The request =
Copy each line of the items below, beginning with the line containing "Where can the green" and continuing through the end of the items. Increase every number in the answer point coordinates by 92 and leave all other lines unchanged.

Materials provided =

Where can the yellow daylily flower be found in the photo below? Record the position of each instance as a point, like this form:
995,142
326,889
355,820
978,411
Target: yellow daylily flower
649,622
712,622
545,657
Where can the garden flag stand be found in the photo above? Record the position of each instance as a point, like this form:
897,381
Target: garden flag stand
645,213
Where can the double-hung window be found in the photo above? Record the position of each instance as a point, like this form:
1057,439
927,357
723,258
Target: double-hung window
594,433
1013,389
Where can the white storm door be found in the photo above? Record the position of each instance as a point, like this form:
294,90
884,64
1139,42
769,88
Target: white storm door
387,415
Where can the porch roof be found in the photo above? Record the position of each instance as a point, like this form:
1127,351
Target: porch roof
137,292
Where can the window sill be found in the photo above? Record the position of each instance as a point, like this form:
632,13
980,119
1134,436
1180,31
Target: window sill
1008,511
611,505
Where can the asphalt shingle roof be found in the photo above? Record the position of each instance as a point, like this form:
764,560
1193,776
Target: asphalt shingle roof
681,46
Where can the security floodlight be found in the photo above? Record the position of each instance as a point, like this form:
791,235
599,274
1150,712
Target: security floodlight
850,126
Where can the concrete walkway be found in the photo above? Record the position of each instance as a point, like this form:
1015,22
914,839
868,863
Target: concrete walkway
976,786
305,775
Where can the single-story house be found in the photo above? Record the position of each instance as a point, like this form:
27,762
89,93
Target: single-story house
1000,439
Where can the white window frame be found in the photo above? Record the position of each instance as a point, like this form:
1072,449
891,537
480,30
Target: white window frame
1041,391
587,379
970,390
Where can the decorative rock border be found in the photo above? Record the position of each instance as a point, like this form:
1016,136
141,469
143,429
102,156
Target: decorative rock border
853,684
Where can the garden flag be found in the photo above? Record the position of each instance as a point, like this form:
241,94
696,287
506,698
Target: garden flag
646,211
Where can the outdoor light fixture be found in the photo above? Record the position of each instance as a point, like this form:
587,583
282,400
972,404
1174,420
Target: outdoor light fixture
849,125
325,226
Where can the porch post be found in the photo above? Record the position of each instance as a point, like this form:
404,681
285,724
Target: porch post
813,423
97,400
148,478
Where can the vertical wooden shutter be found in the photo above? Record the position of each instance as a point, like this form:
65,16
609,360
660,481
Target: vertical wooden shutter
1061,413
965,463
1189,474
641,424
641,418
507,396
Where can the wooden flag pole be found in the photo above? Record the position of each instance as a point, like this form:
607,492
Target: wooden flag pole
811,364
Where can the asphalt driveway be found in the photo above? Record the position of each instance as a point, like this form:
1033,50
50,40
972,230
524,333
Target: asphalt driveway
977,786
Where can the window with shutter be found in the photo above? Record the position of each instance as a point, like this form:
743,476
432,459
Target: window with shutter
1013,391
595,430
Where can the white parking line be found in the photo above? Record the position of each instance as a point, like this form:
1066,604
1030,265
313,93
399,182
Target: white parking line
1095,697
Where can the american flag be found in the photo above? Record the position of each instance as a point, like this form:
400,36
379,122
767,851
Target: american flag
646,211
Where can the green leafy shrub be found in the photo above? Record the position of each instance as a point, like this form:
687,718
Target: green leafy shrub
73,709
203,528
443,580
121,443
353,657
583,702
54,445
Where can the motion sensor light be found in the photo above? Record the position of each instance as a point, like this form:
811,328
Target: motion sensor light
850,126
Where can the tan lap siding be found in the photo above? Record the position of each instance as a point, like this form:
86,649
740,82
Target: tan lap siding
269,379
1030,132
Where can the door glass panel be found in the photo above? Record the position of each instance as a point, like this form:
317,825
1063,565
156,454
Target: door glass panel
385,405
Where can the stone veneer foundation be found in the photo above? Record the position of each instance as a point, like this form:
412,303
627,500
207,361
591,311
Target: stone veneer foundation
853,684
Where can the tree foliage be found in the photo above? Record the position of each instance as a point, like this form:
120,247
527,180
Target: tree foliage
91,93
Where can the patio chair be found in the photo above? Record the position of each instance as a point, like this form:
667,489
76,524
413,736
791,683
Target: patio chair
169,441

Result of the task =
Where can the green leafy shrub be found in the photo above? Record the position of each instance as a point, like this form:
687,718
Target: green leafy shrub
165,801
295,620
535,672
213,535
445,749
675,794
146,537
Where can the motion sensor light be found in the photo above? Record the position of each instance as a point, like this form:
811,328
Target: motion sensor light
942,218
Where can the tan lap siding be found in the photo above? Record the position of each instance as a point, like this form:
86,649
740,82
Target: tan lap siding
361,471
1122,224
Where can the door glass panel be found in the photo above? Record the position of each instance as a point, like this form:
317,825
1063,565
156,454
Target: door glass panel
477,497
Where can the stone veneer foundation be found in the photo above? Record the position of each instance as a point, like this form:
412,303
627,500
207,361
591,311
Target: stone veneer foundation
945,776
Where can the tree foliage be found in the photo above? Record the position of each instance as a point, like this form:
120,247
527,180
Target: tree foliage
183,185
Where can the patio chair be found in the photo above? Record the position of each instance as a point, like this form:
667,489
76,524
413,736
791,683
Target: patio chair
261,533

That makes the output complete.